Such measures as introduction of dust removal installations and associated petroleum gas utilization reduce emissions into the atmosphere.

However, efficient use of water and application of water conservation measures not only reduce the main volumes of water used by oil production companies mostly for reservoir pressure maintenance but also to prevent pollution of water sites by wastewater. In this regard, the most effective are the construction of wastewater treatment plants and wastewater reuse.

However, the developments of oil fields, especially in the conditions of permafrost, have negative processes.

At the same time, recent studies show that the negative impact of oil production can be mitigated under certain conditions.

Chemical and physical properties of oil have different (not only negative) impact on the environment. The fact is that oil has a high freezing point and viscosity. Oil is heated for delivery through pipelines. Pipes are isolated for this, as otherwise, large heat losses will require many new heating point construction. In addition, high heat leads to thawing of permafrost upper layer, which leads to an increase of vegetation period of plants and a positive effect on the number of animals (especially in years with extreme conditions).

• _Information supplied_
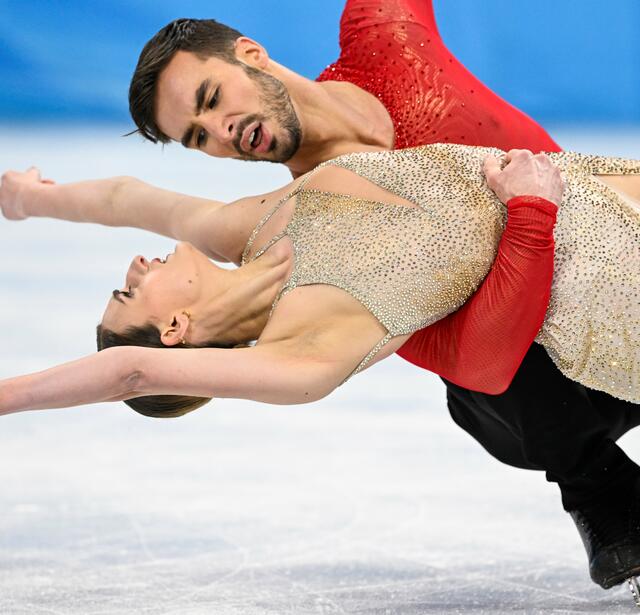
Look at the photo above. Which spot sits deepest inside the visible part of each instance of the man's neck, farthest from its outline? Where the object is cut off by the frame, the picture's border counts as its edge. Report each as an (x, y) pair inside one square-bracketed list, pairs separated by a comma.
[(336, 118)]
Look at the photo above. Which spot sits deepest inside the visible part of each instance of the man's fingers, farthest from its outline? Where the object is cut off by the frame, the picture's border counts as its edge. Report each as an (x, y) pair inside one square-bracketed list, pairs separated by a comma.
[(491, 167), (515, 154)]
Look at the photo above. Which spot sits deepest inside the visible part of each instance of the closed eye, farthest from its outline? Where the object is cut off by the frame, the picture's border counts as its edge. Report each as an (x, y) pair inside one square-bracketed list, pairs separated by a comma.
[(201, 138), (214, 99)]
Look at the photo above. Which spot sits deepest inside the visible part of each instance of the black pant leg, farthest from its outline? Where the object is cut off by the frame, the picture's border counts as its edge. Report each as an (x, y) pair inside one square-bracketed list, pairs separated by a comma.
[(546, 421)]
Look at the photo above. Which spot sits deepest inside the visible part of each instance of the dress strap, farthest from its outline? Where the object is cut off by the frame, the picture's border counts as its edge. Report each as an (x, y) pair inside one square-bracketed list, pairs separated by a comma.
[(301, 184), (372, 353), (260, 224)]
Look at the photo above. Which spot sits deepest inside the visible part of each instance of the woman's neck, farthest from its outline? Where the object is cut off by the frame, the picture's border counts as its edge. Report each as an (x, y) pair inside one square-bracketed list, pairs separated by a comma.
[(238, 305)]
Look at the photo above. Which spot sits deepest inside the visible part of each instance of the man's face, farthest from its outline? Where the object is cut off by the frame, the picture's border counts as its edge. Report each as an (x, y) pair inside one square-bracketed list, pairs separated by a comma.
[(226, 110)]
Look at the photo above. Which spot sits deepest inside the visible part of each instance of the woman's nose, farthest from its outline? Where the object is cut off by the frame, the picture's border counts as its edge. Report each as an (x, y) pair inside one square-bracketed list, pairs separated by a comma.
[(140, 264)]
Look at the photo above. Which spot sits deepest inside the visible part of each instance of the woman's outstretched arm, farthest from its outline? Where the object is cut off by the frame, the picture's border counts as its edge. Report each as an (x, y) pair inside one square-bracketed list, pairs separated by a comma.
[(122, 201), (264, 373)]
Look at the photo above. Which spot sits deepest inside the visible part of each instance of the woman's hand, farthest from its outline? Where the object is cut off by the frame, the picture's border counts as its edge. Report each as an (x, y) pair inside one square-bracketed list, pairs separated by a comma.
[(524, 174), (16, 189)]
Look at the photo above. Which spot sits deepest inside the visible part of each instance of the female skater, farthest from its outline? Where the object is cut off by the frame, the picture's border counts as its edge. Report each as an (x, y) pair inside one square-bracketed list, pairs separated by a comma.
[(350, 259)]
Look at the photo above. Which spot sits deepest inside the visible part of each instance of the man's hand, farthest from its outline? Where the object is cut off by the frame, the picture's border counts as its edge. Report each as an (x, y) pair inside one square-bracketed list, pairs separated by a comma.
[(524, 174), (15, 188)]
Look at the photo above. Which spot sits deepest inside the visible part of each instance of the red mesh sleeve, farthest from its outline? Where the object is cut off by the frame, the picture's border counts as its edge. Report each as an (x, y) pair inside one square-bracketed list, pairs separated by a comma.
[(481, 346)]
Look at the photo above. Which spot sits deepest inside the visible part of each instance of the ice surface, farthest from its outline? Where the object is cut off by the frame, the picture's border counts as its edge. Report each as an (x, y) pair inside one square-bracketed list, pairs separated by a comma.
[(369, 502)]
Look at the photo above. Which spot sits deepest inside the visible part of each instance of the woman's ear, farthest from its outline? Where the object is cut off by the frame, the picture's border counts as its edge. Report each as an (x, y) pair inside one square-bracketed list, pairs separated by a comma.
[(176, 332), (251, 53)]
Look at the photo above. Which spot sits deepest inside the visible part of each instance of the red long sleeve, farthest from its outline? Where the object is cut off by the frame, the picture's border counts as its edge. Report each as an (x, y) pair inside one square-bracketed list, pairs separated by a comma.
[(481, 346)]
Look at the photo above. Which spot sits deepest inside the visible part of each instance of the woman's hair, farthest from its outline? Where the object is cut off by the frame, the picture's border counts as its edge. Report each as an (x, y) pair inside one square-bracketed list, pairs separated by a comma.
[(157, 406)]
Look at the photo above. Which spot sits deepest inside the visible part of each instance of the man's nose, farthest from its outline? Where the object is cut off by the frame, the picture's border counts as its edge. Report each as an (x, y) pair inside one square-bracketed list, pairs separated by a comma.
[(223, 129)]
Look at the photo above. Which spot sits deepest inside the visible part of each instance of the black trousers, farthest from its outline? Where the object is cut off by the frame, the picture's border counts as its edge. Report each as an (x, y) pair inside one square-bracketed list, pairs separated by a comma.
[(544, 421)]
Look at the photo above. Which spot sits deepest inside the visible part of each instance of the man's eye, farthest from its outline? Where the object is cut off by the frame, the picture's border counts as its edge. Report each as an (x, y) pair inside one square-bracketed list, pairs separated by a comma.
[(201, 137), (214, 99)]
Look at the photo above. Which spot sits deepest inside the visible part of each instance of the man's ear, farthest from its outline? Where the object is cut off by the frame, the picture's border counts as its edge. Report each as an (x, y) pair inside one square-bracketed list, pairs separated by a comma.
[(251, 53), (176, 332)]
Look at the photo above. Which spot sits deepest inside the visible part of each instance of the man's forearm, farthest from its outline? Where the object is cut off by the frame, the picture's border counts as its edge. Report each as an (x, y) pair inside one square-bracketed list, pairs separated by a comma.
[(118, 201)]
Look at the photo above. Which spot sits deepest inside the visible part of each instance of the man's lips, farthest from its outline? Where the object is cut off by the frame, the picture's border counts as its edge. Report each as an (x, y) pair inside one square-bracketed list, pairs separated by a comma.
[(255, 139), (248, 137)]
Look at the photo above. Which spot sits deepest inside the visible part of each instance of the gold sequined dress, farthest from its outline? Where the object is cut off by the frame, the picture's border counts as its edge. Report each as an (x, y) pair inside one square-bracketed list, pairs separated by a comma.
[(410, 266)]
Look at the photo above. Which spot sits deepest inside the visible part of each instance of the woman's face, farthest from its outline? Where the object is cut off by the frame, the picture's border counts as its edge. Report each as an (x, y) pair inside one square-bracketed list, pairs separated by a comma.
[(155, 291)]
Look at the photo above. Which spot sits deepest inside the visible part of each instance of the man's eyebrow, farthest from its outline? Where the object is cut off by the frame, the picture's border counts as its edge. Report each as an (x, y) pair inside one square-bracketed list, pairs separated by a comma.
[(201, 93)]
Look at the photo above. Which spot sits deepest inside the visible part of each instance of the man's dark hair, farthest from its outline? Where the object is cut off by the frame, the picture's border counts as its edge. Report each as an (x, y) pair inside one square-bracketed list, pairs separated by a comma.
[(157, 406), (205, 38)]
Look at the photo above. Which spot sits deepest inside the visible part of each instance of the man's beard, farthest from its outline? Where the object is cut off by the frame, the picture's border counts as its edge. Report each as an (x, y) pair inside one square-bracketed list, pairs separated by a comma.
[(278, 107)]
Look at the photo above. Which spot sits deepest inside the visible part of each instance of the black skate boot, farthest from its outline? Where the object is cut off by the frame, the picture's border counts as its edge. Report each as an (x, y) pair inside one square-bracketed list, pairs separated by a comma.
[(610, 530)]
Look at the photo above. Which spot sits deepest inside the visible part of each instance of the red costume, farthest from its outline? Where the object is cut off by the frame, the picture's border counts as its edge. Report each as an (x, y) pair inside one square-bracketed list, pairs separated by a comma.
[(392, 49)]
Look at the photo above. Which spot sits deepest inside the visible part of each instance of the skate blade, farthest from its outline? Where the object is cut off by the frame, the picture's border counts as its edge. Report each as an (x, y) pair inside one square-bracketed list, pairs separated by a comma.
[(634, 586)]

• _Things to do_
1. Answer these questions using the oil production text.
(a) Besides a high freezing point, what other property of oil does the text name?
(b) Which two measures does the text call the most effective against pollution of water sites by wastewater?
(c) For what purpose is oil heated?
2. In the records, take the stretch from the line containing "of the closed" through the line containing "[(201, 138), (214, 99)]" and write those lines out again, swapping "closed eye" for "shut eye" and leaving everything else unchanged. Give only those lines.

• _Replies_
1.
(a) High viscosity.
(b) The construction of wastewater treatment plants and wastewater reuse.
(c) For delivery through pipelines.

2.
Look at the photo above. Which spot sits deepest inside the visible part of each instance of the shut eye, farthest from its outline? Where the object is cut off by the frame, the picture's border counts as its edge. Report each as an (x, y) pair inside one square-bracketed list, pairs separated by a comma.
[(201, 138), (214, 99)]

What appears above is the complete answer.